# STATED PROBLEM
Rewrite the records from the line containing "Query: Where is the bunch" through the end, swapping "truck windshield" for "vehicle windshield" and leaving everything else unchanged.

(Excerpts of labeled region data)
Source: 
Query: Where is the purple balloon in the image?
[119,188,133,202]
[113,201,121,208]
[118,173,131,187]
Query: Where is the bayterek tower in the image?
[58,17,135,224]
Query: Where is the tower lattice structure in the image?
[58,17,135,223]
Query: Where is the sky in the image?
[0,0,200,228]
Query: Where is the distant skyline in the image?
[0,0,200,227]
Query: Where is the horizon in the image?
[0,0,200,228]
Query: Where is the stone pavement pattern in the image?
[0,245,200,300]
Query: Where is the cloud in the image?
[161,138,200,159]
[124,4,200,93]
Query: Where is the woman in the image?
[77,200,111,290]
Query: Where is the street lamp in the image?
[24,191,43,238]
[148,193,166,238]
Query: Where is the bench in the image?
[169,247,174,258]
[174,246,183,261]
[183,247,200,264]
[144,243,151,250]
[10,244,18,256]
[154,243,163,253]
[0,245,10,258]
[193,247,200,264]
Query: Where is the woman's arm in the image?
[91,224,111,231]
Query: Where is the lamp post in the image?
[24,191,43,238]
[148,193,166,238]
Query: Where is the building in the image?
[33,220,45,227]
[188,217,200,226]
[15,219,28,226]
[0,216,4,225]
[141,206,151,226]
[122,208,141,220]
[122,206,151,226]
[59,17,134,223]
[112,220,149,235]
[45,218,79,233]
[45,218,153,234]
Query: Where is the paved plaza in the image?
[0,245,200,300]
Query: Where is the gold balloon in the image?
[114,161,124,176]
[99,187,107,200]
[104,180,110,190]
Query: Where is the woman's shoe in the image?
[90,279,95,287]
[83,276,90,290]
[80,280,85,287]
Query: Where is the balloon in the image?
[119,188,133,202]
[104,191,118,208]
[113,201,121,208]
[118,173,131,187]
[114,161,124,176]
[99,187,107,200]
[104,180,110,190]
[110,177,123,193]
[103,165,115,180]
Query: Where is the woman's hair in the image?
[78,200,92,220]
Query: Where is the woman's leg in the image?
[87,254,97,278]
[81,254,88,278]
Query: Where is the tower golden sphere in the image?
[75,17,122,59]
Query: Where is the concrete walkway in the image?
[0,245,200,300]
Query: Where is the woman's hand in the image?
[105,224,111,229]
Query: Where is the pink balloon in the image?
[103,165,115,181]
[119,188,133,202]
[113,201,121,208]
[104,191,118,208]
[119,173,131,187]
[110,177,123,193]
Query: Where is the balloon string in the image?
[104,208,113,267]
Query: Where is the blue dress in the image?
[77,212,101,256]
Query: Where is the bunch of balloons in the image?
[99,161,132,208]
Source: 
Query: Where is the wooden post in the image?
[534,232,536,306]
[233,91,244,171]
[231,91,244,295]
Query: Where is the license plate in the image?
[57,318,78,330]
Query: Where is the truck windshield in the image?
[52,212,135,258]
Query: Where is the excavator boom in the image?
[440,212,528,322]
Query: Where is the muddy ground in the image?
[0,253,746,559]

# RESULT FOR THIS TASK
Query: Where is the bunch of balloons in the image?
[99,161,132,208]
Source: 
Query: Where is the wooden post in the image?
[534,232,536,306]
[233,91,244,171]
[231,91,244,295]
Query: Where is the license plate in the image?
[57,318,78,330]
Query: Where is the vehicle windshield in the image?
[52,212,135,258]
Query: Where is the excavator boom in the image?
[440,212,528,322]
Query: Where is the muddy ground in the image?
[0,253,746,559]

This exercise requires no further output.